• Task objective:
Up to and including the line with "box: [51, 39, 70, 46]", write out the listing from its first line, minus the pictures.
>>>
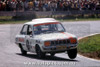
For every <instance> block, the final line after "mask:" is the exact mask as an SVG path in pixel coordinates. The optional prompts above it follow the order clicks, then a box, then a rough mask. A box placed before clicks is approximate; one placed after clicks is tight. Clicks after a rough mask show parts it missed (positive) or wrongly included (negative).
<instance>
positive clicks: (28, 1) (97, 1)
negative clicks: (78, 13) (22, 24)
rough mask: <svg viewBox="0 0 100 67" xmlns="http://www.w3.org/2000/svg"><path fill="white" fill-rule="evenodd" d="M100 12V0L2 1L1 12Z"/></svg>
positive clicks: (18, 0) (15, 0) (13, 0)
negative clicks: (2, 11)
mask: <svg viewBox="0 0 100 67" xmlns="http://www.w3.org/2000/svg"><path fill="white" fill-rule="evenodd" d="M68 10H69V11H70V10H100V1H99V0H38V1H37V0H0V11H68Z"/></svg>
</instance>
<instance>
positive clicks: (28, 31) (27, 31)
mask: <svg viewBox="0 0 100 67" xmlns="http://www.w3.org/2000/svg"><path fill="white" fill-rule="evenodd" d="M27 35H32V27H31V26H30V25H28V30H27Z"/></svg>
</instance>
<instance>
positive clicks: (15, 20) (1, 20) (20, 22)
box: [0, 20, 29, 24]
mask: <svg viewBox="0 0 100 67" xmlns="http://www.w3.org/2000/svg"><path fill="white" fill-rule="evenodd" d="M28 21H29V20H1V21H0V24H20V23H25V22H28Z"/></svg>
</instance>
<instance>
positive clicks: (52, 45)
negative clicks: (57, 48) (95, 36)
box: [51, 39, 70, 46]
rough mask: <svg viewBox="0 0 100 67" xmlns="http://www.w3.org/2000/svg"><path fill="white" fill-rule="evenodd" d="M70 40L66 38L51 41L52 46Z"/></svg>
mask: <svg viewBox="0 0 100 67" xmlns="http://www.w3.org/2000/svg"><path fill="white" fill-rule="evenodd" d="M69 43H70V40H69V39H66V40H56V41H51V46H53V45H62V44H69Z"/></svg>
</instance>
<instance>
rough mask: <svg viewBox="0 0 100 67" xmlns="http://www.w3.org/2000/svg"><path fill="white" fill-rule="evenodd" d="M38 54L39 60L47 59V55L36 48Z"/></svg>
mask: <svg viewBox="0 0 100 67" xmlns="http://www.w3.org/2000/svg"><path fill="white" fill-rule="evenodd" d="M36 53H37V57H38V58H44V57H45V53H43V52H42V51H41V49H40V47H39V46H36Z"/></svg>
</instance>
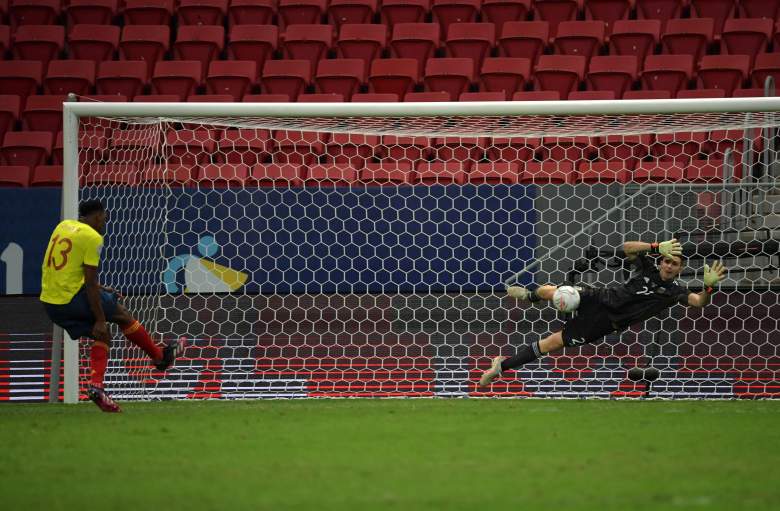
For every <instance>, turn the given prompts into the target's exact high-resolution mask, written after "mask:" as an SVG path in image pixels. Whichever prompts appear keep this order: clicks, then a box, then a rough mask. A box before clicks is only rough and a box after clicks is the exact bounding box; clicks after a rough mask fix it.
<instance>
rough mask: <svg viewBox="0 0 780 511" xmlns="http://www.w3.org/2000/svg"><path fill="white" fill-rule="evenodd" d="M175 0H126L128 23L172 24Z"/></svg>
mask: <svg viewBox="0 0 780 511" xmlns="http://www.w3.org/2000/svg"><path fill="white" fill-rule="evenodd" d="M173 4H174V0H125V8H124V11H123V12H124V21H125V29H127V25H166V26H168V25H170V23H171V16H172V15H173Z"/></svg>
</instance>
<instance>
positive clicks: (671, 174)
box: [632, 160, 684, 183]
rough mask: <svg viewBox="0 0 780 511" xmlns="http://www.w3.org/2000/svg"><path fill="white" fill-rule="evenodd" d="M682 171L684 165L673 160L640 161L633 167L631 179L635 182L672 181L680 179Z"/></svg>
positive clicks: (661, 182) (653, 160)
mask: <svg viewBox="0 0 780 511" xmlns="http://www.w3.org/2000/svg"><path fill="white" fill-rule="evenodd" d="M683 172H684V167H683V166H681V164H680V162H677V161H674V160H652V161H640V162H639V164H638V165H637V167H636V169H634V172H633V174H632V180H633V181H635V182H637V183H642V182H646V181H650V182H654V183H674V182H677V181H682V179H683Z"/></svg>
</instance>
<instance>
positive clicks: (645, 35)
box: [609, 20, 661, 62]
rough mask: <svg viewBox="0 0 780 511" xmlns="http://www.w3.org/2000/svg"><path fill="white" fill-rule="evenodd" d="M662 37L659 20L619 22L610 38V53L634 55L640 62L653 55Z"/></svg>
mask: <svg viewBox="0 0 780 511" xmlns="http://www.w3.org/2000/svg"><path fill="white" fill-rule="evenodd" d="M660 37H661V22H660V21H658V20H618V21H616V22H615V25H614V28H613V30H612V35H611V36H610V37H609V52H610V53H611V54H613V55H633V56H635V57H636V58H637V59H639V62H643V61H644V60H645V57H646V56H647V55H649V54H652V53H653V49H654V48H655V45H656V44H658V41H659V40H660Z"/></svg>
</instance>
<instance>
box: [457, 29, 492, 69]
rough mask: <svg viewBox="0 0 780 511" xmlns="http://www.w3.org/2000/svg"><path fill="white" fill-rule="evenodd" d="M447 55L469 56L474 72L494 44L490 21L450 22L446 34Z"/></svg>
mask: <svg viewBox="0 0 780 511" xmlns="http://www.w3.org/2000/svg"><path fill="white" fill-rule="evenodd" d="M445 44H446V46H447V55H448V56H449V57H457V58H469V59H471V60H472V61H473V62H474V74H477V73H478V72H479V70H480V68H481V67H482V62H483V61H484V60H485V57H488V56H490V49H491V48H492V47H493V46H495V44H496V28H495V25H493V24H492V23H452V24H451V25H450V27H449V32H448V35H447V42H446V43H445Z"/></svg>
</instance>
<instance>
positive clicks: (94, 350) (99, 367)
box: [89, 341, 108, 388]
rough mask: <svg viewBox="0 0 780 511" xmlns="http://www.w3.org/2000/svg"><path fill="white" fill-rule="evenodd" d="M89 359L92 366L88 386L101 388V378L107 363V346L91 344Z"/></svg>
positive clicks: (102, 343)
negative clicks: (93, 385)
mask: <svg viewBox="0 0 780 511" xmlns="http://www.w3.org/2000/svg"><path fill="white" fill-rule="evenodd" d="M89 358H90V361H91V364H92V372H91V373H90V384H92V385H94V386H96V387H100V388H103V376H104V375H105V374H106V364H107V363H108V344H106V343H103V342H99V341H95V342H94V343H93V344H92V353H91V354H90V357H89Z"/></svg>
<<<
• Completed task:
For every <instance> block, the final line after "mask:" is the exact mask as an SVG path in pixel coordinates. The optional prompts above it follow the order clicks, then a box, then a rough mask. A box placed before clicks is approximate; one placed after clicks is tight. Clicks after a rough mask show parts it missed (positive) or wrongly included (negative).
<instance>
positive clicks: (28, 1) (97, 1)
negative clicks: (78, 13) (22, 24)
rough mask: <svg viewBox="0 0 100 67" xmlns="http://www.w3.org/2000/svg"><path fill="white" fill-rule="evenodd" d="M100 12V0L2 1L1 12Z"/></svg>
positive clicks: (18, 0) (15, 0) (13, 0)
negative clicks: (2, 11)
mask: <svg viewBox="0 0 100 67" xmlns="http://www.w3.org/2000/svg"><path fill="white" fill-rule="evenodd" d="M68 10H69V11H70V10H100V1H99V0H38V1H37V0H0V11H68Z"/></svg>
</instance>
<instance>
positive clicks: (28, 31) (27, 31)
mask: <svg viewBox="0 0 100 67" xmlns="http://www.w3.org/2000/svg"><path fill="white" fill-rule="evenodd" d="M27 35H32V27H31V26H30V25H28V30H27Z"/></svg>
</instance>
<instance>
positive clicks: (15, 20) (1, 20) (20, 22)
box: [0, 20, 29, 24]
mask: <svg viewBox="0 0 100 67" xmlns="http://www.w3.org/2000/svg"><path fill="white" fill-rule="evenodd" d="M28 21H29V20H1V21H0V24H20V23H25V22H28Z"/></svg>
</instance>
<instance>
positive clicks: (52, 45)
negative clicks: (57, 48) (95, 36)
box: [51, 39, 70, 46]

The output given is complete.